----- DATA FOR THIS TASK -----

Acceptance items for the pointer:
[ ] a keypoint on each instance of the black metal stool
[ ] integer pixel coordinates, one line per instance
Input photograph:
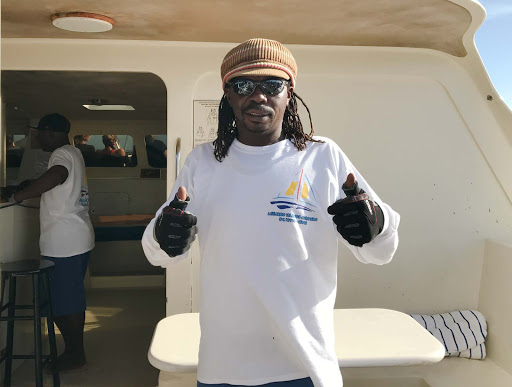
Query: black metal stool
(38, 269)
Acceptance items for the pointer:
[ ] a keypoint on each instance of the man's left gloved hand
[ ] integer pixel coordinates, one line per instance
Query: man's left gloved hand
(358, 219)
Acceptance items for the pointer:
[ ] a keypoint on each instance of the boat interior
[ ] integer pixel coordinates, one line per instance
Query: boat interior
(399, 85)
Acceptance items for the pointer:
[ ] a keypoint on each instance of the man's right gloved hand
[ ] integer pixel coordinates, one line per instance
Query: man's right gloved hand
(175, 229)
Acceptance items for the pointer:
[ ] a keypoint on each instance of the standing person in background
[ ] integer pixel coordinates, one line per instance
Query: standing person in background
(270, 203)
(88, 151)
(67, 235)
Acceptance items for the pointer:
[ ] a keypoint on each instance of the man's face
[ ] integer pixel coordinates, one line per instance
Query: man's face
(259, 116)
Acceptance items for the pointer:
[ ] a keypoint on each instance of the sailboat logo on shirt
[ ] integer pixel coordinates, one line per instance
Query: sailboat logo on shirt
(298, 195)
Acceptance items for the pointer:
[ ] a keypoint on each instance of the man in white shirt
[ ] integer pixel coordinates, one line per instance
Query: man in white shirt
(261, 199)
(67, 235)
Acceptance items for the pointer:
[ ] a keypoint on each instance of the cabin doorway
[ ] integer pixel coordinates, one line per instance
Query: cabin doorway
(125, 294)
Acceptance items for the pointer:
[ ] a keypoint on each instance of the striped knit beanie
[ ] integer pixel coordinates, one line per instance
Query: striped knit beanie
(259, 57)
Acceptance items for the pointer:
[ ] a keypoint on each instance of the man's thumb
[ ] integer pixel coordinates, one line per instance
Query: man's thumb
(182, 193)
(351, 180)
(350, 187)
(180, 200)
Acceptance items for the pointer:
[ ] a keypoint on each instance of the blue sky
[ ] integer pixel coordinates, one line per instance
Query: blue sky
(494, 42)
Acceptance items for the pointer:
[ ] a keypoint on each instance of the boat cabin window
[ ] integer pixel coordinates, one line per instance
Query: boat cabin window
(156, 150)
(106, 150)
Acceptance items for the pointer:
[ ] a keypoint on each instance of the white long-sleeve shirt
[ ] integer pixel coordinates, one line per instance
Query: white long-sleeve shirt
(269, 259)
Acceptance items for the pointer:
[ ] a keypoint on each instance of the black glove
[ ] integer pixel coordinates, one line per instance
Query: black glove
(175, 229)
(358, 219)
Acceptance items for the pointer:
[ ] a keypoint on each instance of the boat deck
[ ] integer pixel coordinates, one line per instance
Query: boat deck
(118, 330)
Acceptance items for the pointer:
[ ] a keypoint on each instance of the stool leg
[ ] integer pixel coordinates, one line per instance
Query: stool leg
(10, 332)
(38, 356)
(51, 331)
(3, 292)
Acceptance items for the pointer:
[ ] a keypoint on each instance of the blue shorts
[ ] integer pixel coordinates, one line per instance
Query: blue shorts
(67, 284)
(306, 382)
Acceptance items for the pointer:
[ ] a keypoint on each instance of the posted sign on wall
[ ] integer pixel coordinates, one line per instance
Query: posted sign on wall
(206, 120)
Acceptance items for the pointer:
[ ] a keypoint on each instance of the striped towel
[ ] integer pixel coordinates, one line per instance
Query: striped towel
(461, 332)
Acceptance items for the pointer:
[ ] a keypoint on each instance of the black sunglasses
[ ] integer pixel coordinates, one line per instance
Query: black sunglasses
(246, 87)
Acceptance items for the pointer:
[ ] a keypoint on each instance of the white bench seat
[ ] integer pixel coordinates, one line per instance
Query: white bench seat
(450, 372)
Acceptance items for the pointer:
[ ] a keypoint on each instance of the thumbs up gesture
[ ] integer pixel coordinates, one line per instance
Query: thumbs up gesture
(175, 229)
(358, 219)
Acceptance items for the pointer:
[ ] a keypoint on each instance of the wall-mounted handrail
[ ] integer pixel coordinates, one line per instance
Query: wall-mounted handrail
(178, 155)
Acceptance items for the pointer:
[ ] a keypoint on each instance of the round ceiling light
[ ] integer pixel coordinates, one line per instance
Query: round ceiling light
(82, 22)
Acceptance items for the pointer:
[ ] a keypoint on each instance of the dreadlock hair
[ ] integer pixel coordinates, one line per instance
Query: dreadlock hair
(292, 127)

-----

- INSTRUCTIONS FOR THE TASK: Leaving out the pictures, repeat the data above exactly.

- RESPONSE AREA:
Acceptance items for the pointer:
[ ] a keypoint on each instance of the black metal stool
[ ] integer pixel coordinates, one line per instance
Input photograph:
Query: black metal stool
(38, 269)
Acceptance items for the pointer:
[ ] a keypoint on each instance of the man's left gloved hand
[ ] integer pixel coordinates, one line per instance
Query: man's left gloved hand
(358, 219)
Acceptance items for the pointer:
[ ] a keypoint on each instance of the boat interior
[ ] integer pixel coordinates, one line per instance
Query: boat interior
(399, 85)
Acceptance items for the pointer:
[ ] a keypoint on each instance of the man's right gloved hand
[ ] integer pixel coordinates, one line per instance
Query: man's right gloved hand
(175, 229)
Acceptance items for the pointer:
[ ] a keypoint on each instance of the standing person in background
[ ] integer pixel coordinates, one line per instance
Query: standing person in background
(270, 203)
(88, 151)
(67, 235)
Acceptance items for the pointer:
[ ] a keypoint on each instance of the man's face
[ ] integer pixel coordinates, one line per instance
Query: man's face
(259, 116)
Acceptance items for the pointer:
[ ] a keypoint on each instance of the sailboat logo on shirt
[ ] integer pixel coordinates, one line per instance
Query: sailboat logo on shirt
(298, 195)
Acceptance items for the pointer:
[ ] a keypoint on each instance of the man in white shirt
[ ] integer pixel coordinates, one line per instance
Query: man in white shirt
(261, 199)
(67, 235)
Acceptance items for the pointer:
[ ] a keypoint on each instance of the cabin doorway
[ ] integer pixel coordinates, one line per instance
Query: cabin doorway
(125, 294)
Acceptance items for the pointer:
[ ] a keypoint on each instance of the striped knit beanie
[ ] integer pixel coordinates, one line per instance
Query: striped knit beanie
(259, 57)
Acceptance items for the pointer:
[ ] a keypoint on each instance of the man's thumb
[ ] integer pixel coordinates, one line per instance
Query: man's thumb
(182, 193)
(351, 180)
(350, 187)
(180, 200)
Acceptance items for the pointer:
[ ] a keypoint on each instance of the blue sky
[ ] integer pixel coordinates, one line per instance
Query: blue sky
(494, 42)
Acceptance items for the pointer:
[ ] a keypoint on each instance of the boat cabin window
[ ] integer pixel coordinates, one line per instance
Query: boat cabin window
(156, 150)
(106, 150)
Acceptance items for the pointer:
[ ] a keypoint on each instance of the white long-sleeve shirt
[ ] integer pixel coordinates, one line per instance
Query: white long-sleeve shirt
(269, 259)
Acceptance items for the pointer:
[ ] a keypoint on each instance of the black glove
[ ] integer pixel coordinates, one line per instance
Query: black glove
(175, 229)
(358, 219)
Acceptance items for the pointer:
[ ] a keypoint on each instance of the boat deck
[ ] integer pixel coordinates, one line per instance
Query: boat deck
(118, 330)
Acceptance items for the pointer:
[ ] a keypoint on each instance of the stool leg
[ ] integer pixel coordinates, one line per instance
Query: stool leg
(10, 332)
(38, 356)
(51, 331)
(3, 292)
Acceptance items for the pointer:
[ ] a keypoint on each instance of the blue shorts
[ ] integer pixel coordinates, one line per instance
Query: blue shorts
(67, 284)
(306, 382)
Acceptance items for the pointer:
[ ] a keypoint on each instance of the posted sign on wall
[ ] integer pixel coordinates, one line per instance
Query: posted sign on wall
(206, 120)
Acceptance items for the pointer:
[ ] a keypoint on each instance of the striped towel
[ ] integer pixel coordinates, one line per instance
Query: striped towel
(461, 332)
Acceptance items for the pointer:
[ ] a keypoint on each instance of the black sunglasses
[ ] integer pixel coordinates, one line per instance
Query: black sunglasses
(246, 87)
Acceptance items for the pointer:
[ ] a keypoint on each instance of the white bench seat
[ ] integer pixel coordinates, one line per instance
Query: white bench seat
(450, 372)
Acceptance items for the pointer:
[ ] a keypoint on each instance of the thumbs up gesture
[ ] integer pixel coordinates, one line per instance
Query: thumbs up gesture
(175, 229)
(358, 219)
Acceptance items for the pointer:
[ ] a keypoint on each instance of the wall-mounted handrail
[ ] integer pixel coordinates, one line per instance
Query: wall-mounted handrail
(178, 155)
Acceptance items for the pointer:
[ ] a keypoint on each instance of the round ceiling light
[ ] integer pixel coordinates, one line per instance
Query: round ceiling light
(82, 22)
Acceptance items for the pointer:
[ ] a keypoint on each instance of the dreadlock hair
[ ] integer pixel coordinates, one line per instance
Query: dreadlock hair
(292, 127)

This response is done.